> ACTIVITY
Quote, word for word, the line containing "point: olive green" and all lines that follow it to the end of the records, with no pictures.

> RECORDS FOR THIS TASK

★ ★ ★

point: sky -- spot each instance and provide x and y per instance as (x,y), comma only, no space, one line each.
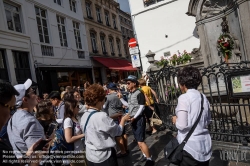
(124,5)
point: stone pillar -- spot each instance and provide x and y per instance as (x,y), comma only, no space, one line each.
(11,67)
(104,75)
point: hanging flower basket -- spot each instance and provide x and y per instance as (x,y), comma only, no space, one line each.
(225,43)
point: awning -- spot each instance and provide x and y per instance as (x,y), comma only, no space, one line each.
(115,64)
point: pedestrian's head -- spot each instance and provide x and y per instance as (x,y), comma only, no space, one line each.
(27,98)
(45,96)
(45,111)
(7,101)
(132,82)
(112,87)
(142,82)
(94,96)
(55,98)
(71,107)
(68,88)
(189,78)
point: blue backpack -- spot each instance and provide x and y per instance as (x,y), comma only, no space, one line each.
(60,143)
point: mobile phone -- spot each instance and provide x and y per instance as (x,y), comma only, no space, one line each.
(41,145)
(51,129)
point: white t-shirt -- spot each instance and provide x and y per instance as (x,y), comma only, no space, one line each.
(68,123)
(199,145)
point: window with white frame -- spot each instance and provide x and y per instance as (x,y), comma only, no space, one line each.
(98,14)
(111,44)
(76,27)
(114,21)
(102,37)
(118,46)
(107,18)
(72,5)
(58,2)
(41,19)
(93,41)
(88,9)
(12,13)
(62,30)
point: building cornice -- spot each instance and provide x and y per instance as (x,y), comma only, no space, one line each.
(56,11)
(101,26)
(15,34)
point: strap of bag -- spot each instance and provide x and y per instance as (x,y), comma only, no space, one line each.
(88,120)
(196,122)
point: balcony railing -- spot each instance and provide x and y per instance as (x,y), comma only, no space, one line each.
(47,50)
(81,54)
(150,2)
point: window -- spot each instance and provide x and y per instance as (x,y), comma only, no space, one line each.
(72,5)
(93,41)
(102,37)
(118,46)
(58,2)
(88,9)
(13,17)
(3,69)
(22,66)
(98,15)
(111,44)
(81,54)
(114,22)
(76,27)
(41,19)
(47,50)
(62,30)
(107,18)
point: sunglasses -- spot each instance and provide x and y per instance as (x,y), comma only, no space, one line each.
(12,108)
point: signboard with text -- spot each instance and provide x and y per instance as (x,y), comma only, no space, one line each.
(135,60)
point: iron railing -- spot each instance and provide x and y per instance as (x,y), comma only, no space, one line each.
(230,113)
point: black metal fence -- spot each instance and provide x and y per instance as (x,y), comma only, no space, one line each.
(227,87)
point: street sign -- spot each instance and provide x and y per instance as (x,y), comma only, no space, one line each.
(132,43)
(135,60)
(134,50)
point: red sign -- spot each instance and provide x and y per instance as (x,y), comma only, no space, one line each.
(132,43)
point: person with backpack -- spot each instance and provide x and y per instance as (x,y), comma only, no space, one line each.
(58,105)
(72,130)
(100,129)
(198,148)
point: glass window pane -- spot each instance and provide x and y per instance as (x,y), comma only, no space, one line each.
(46,39)
(41,37)
(38,20)
(44,22)
(43,14)
(9,20)
(45,30)
(37,11)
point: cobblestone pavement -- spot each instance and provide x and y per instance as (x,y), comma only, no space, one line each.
(156,144)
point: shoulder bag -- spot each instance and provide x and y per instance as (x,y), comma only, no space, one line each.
(173,150)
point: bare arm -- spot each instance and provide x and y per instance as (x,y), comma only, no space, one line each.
(155,95)
(68,135)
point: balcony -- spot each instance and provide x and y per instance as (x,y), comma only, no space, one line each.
(47,50)
(81,54)
(150,2)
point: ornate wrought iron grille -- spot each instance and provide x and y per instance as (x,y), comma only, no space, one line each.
(230,114)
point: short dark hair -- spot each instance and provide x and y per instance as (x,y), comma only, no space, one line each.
(6,92)
(94,94)
(190,77)
(54,95)
(69,106)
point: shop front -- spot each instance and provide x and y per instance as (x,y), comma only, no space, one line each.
(112,70)
(56,79)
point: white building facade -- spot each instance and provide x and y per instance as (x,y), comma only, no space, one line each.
(39,39)
(163,27)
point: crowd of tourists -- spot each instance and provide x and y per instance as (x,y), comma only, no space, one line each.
(89,126)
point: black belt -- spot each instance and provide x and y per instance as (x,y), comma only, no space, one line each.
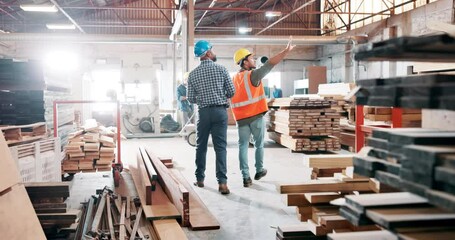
(215,106)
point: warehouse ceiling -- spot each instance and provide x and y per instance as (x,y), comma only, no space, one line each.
(156,17)
(211,17)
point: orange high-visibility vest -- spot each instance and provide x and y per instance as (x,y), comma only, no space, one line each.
(248,100)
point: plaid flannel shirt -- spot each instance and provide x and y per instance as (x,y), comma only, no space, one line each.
(209,84)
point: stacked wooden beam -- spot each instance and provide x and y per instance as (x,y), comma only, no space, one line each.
(48,200)
(312,200)
(434,91)
(327,165)
(165,194)
(421,161)
(347,136)
(24,133)
(89,149)
(403,214)
(304,124)
(306,144)
(17,217)
(410,117)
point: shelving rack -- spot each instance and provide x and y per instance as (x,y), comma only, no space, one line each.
(409,159)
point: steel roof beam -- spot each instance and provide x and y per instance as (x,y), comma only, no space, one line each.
(67,15)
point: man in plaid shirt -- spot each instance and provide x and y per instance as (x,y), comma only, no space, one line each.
(210,87)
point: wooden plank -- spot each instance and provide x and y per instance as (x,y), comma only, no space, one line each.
(322,197)
(298,230)
(122,229)
(443,234)
(99,213)
(319,211)
(334,222)
(149,168)
(9,175)
(162,208)
(392,218)
(382,234)
(295,199)
(324,186)
(13,224)
(109,218)
(364,201)
(200,216)
(169,229)
(327,161)
(317,229)
(136,224)
(145,180)
(176,191)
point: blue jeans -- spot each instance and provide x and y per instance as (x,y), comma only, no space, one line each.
(257,129)
(212,120)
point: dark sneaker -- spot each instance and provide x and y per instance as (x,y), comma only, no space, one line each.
(247,182)
(223,189)
(260,175)
(199,183)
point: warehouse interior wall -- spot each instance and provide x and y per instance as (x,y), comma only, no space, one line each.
(337,58)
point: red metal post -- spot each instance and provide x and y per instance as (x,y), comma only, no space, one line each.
(55,116)
(119,157)
(119,160)
(397,117)
(359,135)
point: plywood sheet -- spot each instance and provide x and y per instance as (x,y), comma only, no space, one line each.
(200,216)
(21,224)
(168,229)
(9,175)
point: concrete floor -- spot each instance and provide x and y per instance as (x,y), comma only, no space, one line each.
(246,213)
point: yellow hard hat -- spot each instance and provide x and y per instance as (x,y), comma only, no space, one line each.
(240,54)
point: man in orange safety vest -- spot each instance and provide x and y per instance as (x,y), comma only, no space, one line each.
(249,105)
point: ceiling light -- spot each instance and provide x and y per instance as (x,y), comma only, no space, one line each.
(38,8)
(272,14)
(245,30)
(60,26)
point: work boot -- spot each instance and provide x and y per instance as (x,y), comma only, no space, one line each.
(260,175)
(199,183)
(223,189)
(247,182)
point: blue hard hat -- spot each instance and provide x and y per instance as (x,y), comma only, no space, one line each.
(201,47)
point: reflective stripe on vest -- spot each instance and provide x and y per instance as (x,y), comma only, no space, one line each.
(248,93)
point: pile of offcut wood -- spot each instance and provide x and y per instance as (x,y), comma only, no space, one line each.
(89,149)
(331,181)
(48,199)
(304,124)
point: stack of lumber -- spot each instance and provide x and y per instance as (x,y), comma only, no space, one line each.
(333,179)
(89,149)
(167,161)
(165,194)
(404,216)
(433,91)
(326,165)
(312,200)
(111,216)
(306,144)
(16,210)
(347,135)
(24,133)
(421,161)
(48,200)
(20,107)
(336,93)
(304,124)
(410,117)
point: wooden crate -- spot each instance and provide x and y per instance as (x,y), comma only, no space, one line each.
(38,161)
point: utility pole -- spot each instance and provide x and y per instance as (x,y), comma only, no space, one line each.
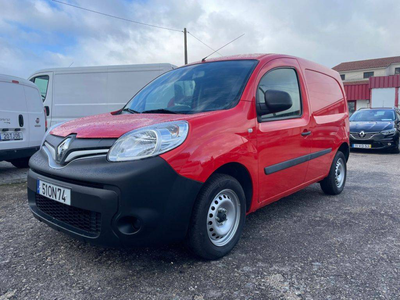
(185,44)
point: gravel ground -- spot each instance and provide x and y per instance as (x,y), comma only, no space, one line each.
(10,174)
(306,246)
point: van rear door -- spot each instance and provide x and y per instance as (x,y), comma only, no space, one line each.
(36,118)
(283,139)
(14,128)
(44,83)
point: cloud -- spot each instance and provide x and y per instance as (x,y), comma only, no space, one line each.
(40,34)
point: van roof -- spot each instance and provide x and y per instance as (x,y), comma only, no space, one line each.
(108,68)
(270,56)
(10,79)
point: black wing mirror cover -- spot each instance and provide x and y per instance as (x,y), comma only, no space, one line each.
(275,101)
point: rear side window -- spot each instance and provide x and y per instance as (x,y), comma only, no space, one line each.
(325,93)
(281,80)
(42,83)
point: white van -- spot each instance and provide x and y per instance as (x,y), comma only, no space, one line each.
(22,120)
(70,93)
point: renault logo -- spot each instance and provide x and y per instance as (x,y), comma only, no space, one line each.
(62,148)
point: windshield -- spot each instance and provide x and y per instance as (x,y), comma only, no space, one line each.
(193,89)
(373,115)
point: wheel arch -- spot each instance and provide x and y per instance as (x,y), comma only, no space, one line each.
(345,149)
(241,174)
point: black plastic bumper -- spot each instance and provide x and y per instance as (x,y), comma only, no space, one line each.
(138,203)
(11,154)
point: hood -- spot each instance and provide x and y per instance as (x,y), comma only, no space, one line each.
(112,125)
(370,126)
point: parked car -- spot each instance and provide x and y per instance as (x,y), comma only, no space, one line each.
(194,152)
(70,93)
(375,128)
(22,120)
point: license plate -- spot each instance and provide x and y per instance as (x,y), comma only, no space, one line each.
(362,146)
(54,192)
(11,136)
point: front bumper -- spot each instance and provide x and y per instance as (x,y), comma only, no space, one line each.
(377,141)
(136,203)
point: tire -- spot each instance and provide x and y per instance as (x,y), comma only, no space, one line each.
(21,163)
(336,180)
(212,236)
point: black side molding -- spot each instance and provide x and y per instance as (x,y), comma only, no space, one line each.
(294,162)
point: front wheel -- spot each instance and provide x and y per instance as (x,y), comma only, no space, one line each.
(336,180)
(218,217)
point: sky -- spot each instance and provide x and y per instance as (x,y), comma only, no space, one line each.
(38,34)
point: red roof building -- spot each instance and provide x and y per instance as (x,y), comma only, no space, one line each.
(371,82)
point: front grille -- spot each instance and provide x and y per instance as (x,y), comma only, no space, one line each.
(367,136)
(86,220)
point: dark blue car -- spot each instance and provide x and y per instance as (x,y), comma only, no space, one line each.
(375,128)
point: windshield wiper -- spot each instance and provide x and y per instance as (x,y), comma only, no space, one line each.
(130,110)
(159,111)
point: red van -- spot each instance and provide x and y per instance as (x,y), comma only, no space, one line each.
(194,152)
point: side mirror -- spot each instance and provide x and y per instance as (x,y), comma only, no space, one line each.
(275,101)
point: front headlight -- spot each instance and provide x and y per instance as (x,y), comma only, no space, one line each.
(389,132)
(149,141)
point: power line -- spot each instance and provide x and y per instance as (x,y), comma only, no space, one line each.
(115,17)
(223,46)
(203,43)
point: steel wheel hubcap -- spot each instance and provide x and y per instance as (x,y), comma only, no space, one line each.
(223,217)
(340,173)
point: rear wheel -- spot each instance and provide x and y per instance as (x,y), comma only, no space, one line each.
(21,162)
(336,180)
(218,217)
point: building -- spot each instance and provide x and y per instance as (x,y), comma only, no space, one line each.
(371,83)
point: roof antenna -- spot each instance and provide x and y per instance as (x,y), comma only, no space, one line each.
(222,47)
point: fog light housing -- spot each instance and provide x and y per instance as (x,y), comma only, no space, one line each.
(129,225)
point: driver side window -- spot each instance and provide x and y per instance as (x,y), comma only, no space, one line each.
(281,80)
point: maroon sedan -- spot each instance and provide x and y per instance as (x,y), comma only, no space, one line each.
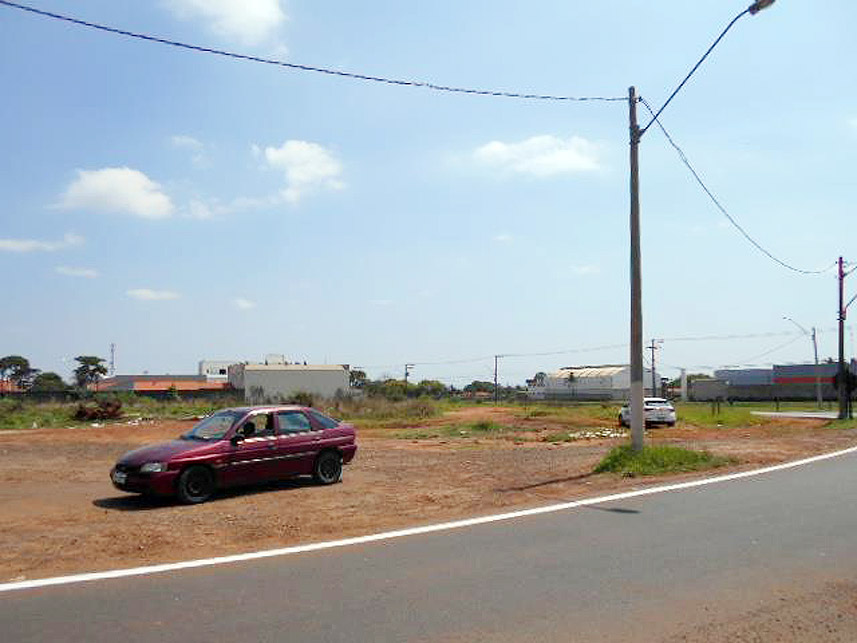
(240,446)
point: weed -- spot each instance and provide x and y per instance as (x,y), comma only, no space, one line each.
(657,460)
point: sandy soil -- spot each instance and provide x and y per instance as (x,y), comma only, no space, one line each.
(59,514)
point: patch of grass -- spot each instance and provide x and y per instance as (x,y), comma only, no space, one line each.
(658,460)
(598,433)
(481,428)
(378,411)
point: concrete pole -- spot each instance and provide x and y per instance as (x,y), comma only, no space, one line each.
(817,369)
(843,388)
(636,401)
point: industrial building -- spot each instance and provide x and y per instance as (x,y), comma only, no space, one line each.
(157,384)
(280,381)
(605,382)
(783,381)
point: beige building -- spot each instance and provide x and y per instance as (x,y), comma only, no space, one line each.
(277,382)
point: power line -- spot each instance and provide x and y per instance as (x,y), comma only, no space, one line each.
(720,206)
(295,66)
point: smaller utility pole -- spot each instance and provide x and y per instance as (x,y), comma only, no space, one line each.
(653,347)
(842,379)
(496,385)
(817,371)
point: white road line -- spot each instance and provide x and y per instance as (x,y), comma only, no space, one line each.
(402,533)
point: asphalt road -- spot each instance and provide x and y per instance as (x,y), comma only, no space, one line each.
(633,570)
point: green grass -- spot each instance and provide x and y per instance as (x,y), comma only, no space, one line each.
(658,460)
(481,428)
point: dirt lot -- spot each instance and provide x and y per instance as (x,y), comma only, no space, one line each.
(59,513)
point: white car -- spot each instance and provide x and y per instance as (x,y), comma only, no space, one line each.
(656,410)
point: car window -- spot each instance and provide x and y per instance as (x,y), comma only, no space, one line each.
(293,422)
(323,420)
(213,427)
(263,425)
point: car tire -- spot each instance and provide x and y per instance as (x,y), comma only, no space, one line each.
(328,468)
(195,485)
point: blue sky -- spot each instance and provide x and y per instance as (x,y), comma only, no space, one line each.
(186,206)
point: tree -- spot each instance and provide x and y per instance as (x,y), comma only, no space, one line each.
(90,370)
(48,383)
(432,388)
(357,378)
(15,368)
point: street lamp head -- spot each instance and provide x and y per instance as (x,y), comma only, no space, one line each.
(757,6)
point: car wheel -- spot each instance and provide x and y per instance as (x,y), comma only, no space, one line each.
(195,485)
(328,468)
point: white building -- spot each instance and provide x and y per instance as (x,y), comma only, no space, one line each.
(216,370)
(277,382)
(607,382)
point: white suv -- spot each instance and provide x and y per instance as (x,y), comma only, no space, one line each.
(656,410)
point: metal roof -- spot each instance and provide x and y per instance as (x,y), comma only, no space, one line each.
(591,371)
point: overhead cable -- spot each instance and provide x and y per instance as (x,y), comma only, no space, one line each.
(722,209)
(295,66)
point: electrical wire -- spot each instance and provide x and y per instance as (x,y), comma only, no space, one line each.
(695,67)
(722,209)
(295,66)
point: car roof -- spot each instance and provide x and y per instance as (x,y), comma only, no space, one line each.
(276,407)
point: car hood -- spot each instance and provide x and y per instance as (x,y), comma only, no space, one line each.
(163,452)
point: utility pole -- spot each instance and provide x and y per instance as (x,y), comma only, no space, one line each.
(843,385)
(636,390)
(817,370)
(653,348)
(636,401)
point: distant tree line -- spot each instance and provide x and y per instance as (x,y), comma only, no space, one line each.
(18,371)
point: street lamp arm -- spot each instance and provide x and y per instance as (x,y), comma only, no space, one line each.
(752,9)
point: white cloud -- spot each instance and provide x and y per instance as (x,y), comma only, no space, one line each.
(243,304)
(541,156)
(586,269)
(308,167)
(35,245)
(87,273)
(117,190)
(145,294)
(248,22)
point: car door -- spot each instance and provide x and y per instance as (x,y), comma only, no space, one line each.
(297,443)
(253,459)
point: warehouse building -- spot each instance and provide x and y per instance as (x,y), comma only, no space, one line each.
(277,382)
(605,382)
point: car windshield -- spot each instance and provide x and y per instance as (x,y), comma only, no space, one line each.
(213,427)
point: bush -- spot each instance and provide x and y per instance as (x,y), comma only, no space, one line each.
(103,409)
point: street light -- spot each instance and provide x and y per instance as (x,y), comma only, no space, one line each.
(636,133)
(815,353)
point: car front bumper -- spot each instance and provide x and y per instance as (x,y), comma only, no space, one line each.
(162,484)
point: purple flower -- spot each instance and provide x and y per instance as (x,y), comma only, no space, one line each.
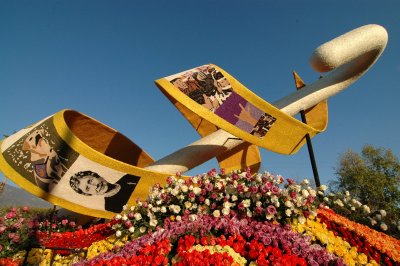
(275,189)
(271,209)
(10,215)
(254,189)
(209,187)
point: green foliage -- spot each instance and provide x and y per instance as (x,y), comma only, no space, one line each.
(373,178)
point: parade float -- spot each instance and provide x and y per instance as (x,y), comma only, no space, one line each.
(147,212)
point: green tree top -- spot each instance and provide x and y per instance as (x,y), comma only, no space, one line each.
(372,177)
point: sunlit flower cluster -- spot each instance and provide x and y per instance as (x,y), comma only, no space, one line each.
(334,244)
(267,234)
(257,197)
(379,246)
(345,204)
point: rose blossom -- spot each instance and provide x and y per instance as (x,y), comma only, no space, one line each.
(271,209)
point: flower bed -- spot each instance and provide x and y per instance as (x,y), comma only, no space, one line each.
(210,219)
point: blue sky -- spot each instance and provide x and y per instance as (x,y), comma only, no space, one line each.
(101,58)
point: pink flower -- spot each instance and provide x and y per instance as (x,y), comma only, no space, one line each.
(254,189)
(235,176)
(291,181)
(31,224)
(264,189)
(16,238)
(209,187)
(128,224)
(10,215)
(275,190)
(11,235)
(2,229)
(271,209)
(17,225)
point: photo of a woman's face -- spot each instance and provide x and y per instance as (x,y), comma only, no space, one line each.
(92,185)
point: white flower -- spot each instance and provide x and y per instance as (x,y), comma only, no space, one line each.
(302,219)
(383,226)
(137,216)
(197,190)
(225,211)
(323,187)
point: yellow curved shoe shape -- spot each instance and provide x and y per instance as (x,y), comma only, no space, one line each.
(78,163)
(211,99)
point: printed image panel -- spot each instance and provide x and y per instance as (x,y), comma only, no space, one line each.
(96,186)
(40,155)
(209,88)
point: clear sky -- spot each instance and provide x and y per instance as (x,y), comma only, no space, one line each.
(101,58)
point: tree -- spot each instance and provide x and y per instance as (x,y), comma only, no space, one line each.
(372,177)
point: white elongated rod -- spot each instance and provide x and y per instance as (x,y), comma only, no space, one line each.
(348,57)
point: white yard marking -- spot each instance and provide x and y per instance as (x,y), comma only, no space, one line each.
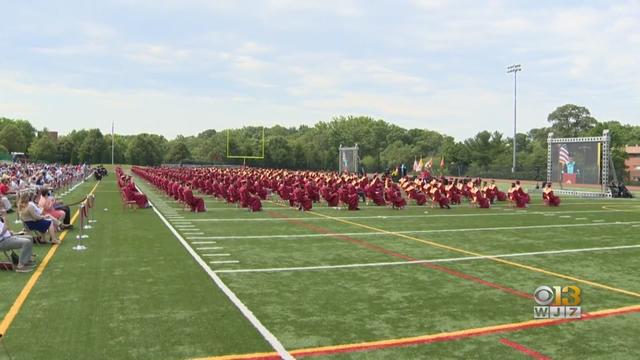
(293,236)
(248,314)
(466,258)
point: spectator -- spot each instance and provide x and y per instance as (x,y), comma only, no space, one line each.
(5,204)
(47,202)
(33,218)
(9,241)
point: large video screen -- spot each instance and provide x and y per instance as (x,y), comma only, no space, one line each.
(576,163)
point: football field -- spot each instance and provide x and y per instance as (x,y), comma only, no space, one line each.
(416,283)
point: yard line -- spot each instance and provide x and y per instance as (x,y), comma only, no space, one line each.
(293,236)
(472,253)
(266,334)
(456,259)
(391,217)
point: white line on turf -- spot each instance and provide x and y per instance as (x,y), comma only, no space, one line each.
(392,217)
(271,339)
(466,258)
(293,236)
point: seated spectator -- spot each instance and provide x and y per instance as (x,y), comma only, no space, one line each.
(47,202)
(9,241)
(34,219)
(4,191)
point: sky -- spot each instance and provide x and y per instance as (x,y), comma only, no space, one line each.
(183,66)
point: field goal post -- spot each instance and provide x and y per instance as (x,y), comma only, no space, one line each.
(567,157)
(245,157)
(348,159)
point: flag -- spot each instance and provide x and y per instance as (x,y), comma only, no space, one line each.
(564,156)
(429,164)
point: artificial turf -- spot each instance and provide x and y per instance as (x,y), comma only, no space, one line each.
(136,292)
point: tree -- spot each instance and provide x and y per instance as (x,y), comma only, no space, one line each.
(397,153)
(43,149)
(11,138)
(92,147)
(146,149)
(278,152)
(178,152)
(571,120)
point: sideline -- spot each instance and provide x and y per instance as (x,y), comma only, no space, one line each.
(281,352)
(22,297)
(393,263)
(432,338)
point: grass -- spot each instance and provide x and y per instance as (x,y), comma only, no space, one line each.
(137,293)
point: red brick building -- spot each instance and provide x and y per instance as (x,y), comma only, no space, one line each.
(633,162)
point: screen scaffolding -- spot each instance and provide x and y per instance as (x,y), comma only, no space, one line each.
(348,159)
(573,162)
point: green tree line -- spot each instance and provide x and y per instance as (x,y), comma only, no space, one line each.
(382,145)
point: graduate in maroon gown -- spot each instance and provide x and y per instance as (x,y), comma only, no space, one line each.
(477,198)
(437,197)
(394,196)
(352,198)
(195,203)
(132,194)
(453,193)
(516,199)
(549,198)
(301,199)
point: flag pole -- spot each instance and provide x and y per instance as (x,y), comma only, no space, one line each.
(112,142)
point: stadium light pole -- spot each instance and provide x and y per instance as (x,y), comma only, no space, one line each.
(514,69)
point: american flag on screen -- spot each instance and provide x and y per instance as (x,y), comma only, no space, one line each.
(564,156)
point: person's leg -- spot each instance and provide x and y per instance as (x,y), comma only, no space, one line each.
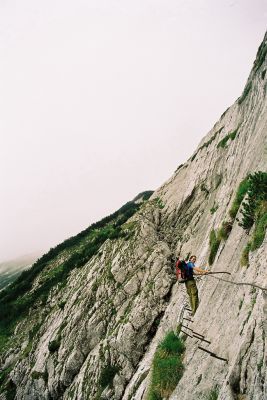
(188,285)
(194,295)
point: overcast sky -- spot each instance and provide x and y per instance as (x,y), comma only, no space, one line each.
(103,99)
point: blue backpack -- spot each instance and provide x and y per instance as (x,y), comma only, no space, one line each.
(183,272)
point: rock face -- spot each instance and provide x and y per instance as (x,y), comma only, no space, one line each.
(95,337)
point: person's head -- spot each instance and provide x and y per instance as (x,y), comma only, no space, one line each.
(193,259)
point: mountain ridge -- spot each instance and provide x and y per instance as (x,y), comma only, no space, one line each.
(94,335)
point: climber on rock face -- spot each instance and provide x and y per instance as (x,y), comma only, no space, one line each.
(190,282)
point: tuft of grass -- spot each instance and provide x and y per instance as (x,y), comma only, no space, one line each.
(240,194)
(214,246)
(224,141)
(160,203)
(244,261)
(167,367)
(225,230)
(179,167)
(213,394)
(214,208)
(260,57)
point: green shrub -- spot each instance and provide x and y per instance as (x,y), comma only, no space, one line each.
(244,261)
(256,197)
(225,230)
(40,375)
(214,208)
(179,166)
(245,92)
(213,394)
(218,180)
(214,246)
(260,57)
(240,194)
(167,367)
(224,141)
(160,203)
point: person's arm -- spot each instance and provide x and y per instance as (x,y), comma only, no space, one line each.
(200,271)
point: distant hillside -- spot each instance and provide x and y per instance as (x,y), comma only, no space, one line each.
(10,270)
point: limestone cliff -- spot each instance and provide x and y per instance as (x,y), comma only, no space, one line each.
(94,333)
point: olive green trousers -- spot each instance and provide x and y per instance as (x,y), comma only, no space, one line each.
(192,291)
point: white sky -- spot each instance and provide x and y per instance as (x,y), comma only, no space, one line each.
(102,99)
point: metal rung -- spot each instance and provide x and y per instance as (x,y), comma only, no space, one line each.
(212,354)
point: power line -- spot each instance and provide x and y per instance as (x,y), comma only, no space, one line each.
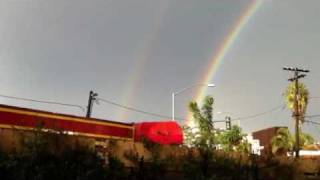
(312,122)
(42,101)
(137,110)
(259,114)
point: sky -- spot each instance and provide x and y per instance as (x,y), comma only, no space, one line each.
(136,53)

★ ★ ★

> OUTPUT BELOW
point: olive green trousers -- spot each instance and provide x and y per instance as (x,y), comma only, no space, one line each.
(192,291)
point: white sky -- spot each instance and provide x and y per instance as (x,y), comma only, no space, one line each.
(102,99)
point: metal rung -- spot each instance and provide x and y per instance as (x,y), comma only, no space, one line each.
(212,354)
point: power line -- spot each instance and provide x and y per instance as (x,y), comma only, no space, one line each.
(312,122)
(42,101)
(137,110)
(259,114)
point: sky -- spot each instance and provide x and y per instance as (x,y), comma only, no space, one line each.
(136,53)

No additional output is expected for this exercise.